→ **INPUT ROWS**:
--- BEGIN ---

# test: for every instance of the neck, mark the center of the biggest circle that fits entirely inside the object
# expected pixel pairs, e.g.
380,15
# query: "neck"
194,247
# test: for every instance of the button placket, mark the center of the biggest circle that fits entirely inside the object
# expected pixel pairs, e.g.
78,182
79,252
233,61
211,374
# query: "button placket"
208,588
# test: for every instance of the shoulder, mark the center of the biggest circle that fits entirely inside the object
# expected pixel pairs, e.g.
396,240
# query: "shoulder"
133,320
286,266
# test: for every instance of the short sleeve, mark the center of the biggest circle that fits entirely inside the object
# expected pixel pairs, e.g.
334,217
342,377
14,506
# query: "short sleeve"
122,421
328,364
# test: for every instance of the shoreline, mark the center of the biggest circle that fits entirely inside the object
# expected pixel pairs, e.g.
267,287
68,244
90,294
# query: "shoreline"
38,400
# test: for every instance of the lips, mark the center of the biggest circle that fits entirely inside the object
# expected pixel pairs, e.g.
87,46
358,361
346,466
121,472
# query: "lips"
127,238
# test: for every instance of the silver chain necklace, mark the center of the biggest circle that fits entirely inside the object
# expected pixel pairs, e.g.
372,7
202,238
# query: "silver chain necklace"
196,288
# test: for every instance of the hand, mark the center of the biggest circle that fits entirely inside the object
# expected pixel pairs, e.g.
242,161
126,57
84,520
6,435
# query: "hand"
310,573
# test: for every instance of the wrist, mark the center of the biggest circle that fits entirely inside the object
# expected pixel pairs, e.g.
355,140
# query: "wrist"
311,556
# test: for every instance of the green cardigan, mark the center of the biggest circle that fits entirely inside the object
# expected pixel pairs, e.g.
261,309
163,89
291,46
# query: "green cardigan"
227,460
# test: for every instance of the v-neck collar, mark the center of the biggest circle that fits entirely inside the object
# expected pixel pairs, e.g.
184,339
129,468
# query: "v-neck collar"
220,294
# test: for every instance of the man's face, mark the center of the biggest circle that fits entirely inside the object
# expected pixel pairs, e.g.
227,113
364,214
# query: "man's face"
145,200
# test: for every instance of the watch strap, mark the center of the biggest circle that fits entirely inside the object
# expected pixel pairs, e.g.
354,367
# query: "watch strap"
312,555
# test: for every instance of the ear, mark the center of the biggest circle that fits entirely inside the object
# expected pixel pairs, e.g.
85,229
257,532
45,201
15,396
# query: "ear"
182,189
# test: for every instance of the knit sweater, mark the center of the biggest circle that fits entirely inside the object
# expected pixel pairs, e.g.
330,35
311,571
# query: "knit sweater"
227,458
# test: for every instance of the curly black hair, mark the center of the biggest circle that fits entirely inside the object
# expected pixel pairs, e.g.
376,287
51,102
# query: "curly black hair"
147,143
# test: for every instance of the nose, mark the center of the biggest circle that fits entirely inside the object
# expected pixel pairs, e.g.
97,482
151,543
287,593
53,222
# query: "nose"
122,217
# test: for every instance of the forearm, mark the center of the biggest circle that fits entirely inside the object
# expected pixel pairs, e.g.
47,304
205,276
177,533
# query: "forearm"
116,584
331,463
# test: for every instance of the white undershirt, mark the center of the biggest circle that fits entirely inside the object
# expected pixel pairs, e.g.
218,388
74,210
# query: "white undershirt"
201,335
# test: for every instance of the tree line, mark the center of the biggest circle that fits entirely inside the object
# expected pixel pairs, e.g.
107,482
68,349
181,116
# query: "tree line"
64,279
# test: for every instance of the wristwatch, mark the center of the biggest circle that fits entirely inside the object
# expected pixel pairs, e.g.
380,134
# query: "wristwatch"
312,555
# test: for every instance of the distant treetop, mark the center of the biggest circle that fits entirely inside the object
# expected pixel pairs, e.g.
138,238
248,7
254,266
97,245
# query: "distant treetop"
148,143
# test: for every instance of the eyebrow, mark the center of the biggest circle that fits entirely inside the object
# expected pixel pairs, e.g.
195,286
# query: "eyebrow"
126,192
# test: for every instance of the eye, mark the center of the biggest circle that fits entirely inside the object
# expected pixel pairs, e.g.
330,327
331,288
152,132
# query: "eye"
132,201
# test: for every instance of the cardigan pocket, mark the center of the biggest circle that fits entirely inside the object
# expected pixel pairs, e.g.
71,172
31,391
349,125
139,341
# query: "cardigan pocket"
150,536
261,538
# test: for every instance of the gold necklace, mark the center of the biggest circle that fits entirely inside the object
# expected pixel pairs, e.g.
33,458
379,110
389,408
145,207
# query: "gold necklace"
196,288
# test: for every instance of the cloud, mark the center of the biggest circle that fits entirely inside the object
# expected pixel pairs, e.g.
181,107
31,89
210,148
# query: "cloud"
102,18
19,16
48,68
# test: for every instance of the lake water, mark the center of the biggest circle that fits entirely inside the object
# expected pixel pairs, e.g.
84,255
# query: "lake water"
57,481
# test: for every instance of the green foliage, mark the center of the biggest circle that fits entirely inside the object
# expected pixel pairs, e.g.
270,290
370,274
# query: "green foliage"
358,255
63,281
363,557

--- END ---

→ **PROBLEM REQUIREMENTS**:
The entries above must be returned exactly.

→ **TASK SOLUTION**:
# test: for every instance of the neck, mark the center of the biggest circle that fits entirely inside the object
# expected pixel pairs, e.g.
380,15
# query: "neck"
194,247
# test: for every instance of the button placket, mark the center of the biggest circle that fits entirely inside the object
# expected pixel pairs, e.g.
78,182
79,252
233,61
211,374
# query: "button placket"
208,588
# test: for every instance of the shoulder, mark the center of the biggest circle that fits entirely inside the object
# expected pixel pairs, e.g.
396,240
# query: "shoulder"
133,320
286,266
# test: for every instance of the short sleeve, mark the center of the biggest circle that fits entirely inside the object
# expected pixel pairs, e.g.
334,217
342,377
14,506
# query: "short sleeve"
122,421
328,364
# test: for every instance of the shoreline, mark the center of the biggest circle that fits entirely inside the object
# expected pixel pairs, e.g.
267,287
68,244
90,294
# query: "shoreline"
38,400
# test: for every instance of the lips, mark the center of the biggest circle that fits entirely inside the object
# expected pixel pairs, e.g.
87,46
358,361
346,466
121,472
# query: "lips"
127,238
# test: for every instance of the silver chain necklace, mark the center of the biggest circle that fits entirely inside the object
# expected pixel pairs, e.g.
372,7
202,238
# query: "silver chain necklace"
196,288
# test: for every instance of the hand, mark the center of the biggest circle that fits entirely inside the object
# expected pixel pairs, e.g.
242,161
126,57
84,520
6,435
# query: "hand"
310,573
# test: for every instance of the wrist, mark the center of the biggest circle that fits entirely inside the object
# expected pixel pairs, e.g.
355,140
# query: "wrist"
311,556
# test: for every instance of the green cardigan, mark the center of the biggest circle that fits entirely inside the object
# expected pixel pairs, e.g.
261,309
163,89
291,46
# query: "green cardigan"
227,460
# test: for every instance of the v-neck collar, mark the center of the biggest circle that fits entirely inside the object
# expected pixel pairs, e.g.
184,339
129,468
# query: "v-neck collar"
220,294
# test: for every instance of the man's face, mark the center of the biggest circle that fits entirely inside the object
# expected pixel pairs, e.g.
227,113
364,214
# query: "man's face"
145,200
# test: for every instance of the watch strap, mark the center of the biggest circle that fits entirely inside the object
# expected pixel pairs, e.g.
354,367
# query: "watch strap"
312,555
# test: for every instance of the ear, mark the center of the biggest circle that fits entirely inside the object
# expected pixel pairs, e.g.
85,229
257,532
45,201
15,396
# query: "ear"
182,189
# test: for every instance of the knit sweater, mark the center of the biggest circle that fits entirely inside the object
# expected pixel pairs, e.g.
330,35
311,571
# query: "knit sweater"
227,458
# test: for every instance of the curly black hair, mark the center of the biggest circle that fits entirely inside the object
# expected pixel pairs, e.g.
376,287
51,102
# query: "curly black hair"
147,143
# test: for every instance of the nose, mark the center of the biggest circle that fits entirely inside the object
# expected pixel pairs, e.g.
97,482
151,543
287,593
53,222
# query: "nose"
122,217
# test: for every instance of the forearm, mark the center of the biggest circle that fits entirely inside the object
# expected pixel pairs, e.g.
47,304
205,276
177,533
# query: "forearm"
116,584
331,463
# test: for every instance of the white undershirt, mark the center of the biggest circle that fits entirely inside the object
# expected pixel pairs, e.g.
218,388
74,210
# query: "white undershirt"
201,335
# test: for every instance of the tree line, mark the center of the biggest circle that fits entirely inside the object
# expected pixel pairs, e.g.
107,482
68,349
181,116
# query: "tree line"
64,279
# test: for every instance of the wristwatch, mark the center of the biggest circle that fits entirely inside the object
# expected pixel pairs, e.g.
380,134
# query: "wristwatch"
312,555
# test: for every instance of the distant treetop, mark the center of the biggest circle that fits entirely inside the object
# expected pixel pairs, e.g.
138,238
248,7
254,266
97,245
# query: "distant treetop"
148,143
# test: for every instance of the eyebrow, mark the center of the biggest circle that fits entirely inside the object
# expected pixel pairs, e.g.
195,286
# query: "eyebrow"
126,192
# test: for every instance of the eye, mark the center of the biggest circle that fits entirely inside the object
# expected pixel pairs, e.g.
330,327
331,288
152,132
# query: "eye"
132,201
# test: for every instance of the cardigan pocket, mark the center of the biggest circle that fits entirely inside the object
# expected pixel pairs, e.g.
71,172
31,391
349,125
139,341
# query: "cardigan pocket"
150,536
261,538
# test: for every instance of the gold necklace, mark the center of the biggest circle that fits entirely inside the object
# expected pixel pairs, e.g.
33,458
379,110
389,408
145,207
# query: "gold necklace"
196,288
# test: for every instance of the cloud, mark the center of the biggest circle that fits entirely inside the object
# expected pixel pairs, e.g.
181,107
31,89
210,148
# query: "cloud"
102,18
19,16
48,68
# test: for every instance of the lake water, mark the center of the biggest circle that fits entirely inside the object
# expected pixel pairs, e.g.
84,255
# query: "lake water"
57,481
# test: for every instance of the green foliage, mark the center of the biggest circle that fits entirely inside the object
# expected pixel pairs, e.g.
270,290
370,274
# query: "green foliage"
358,255
63,281
363,557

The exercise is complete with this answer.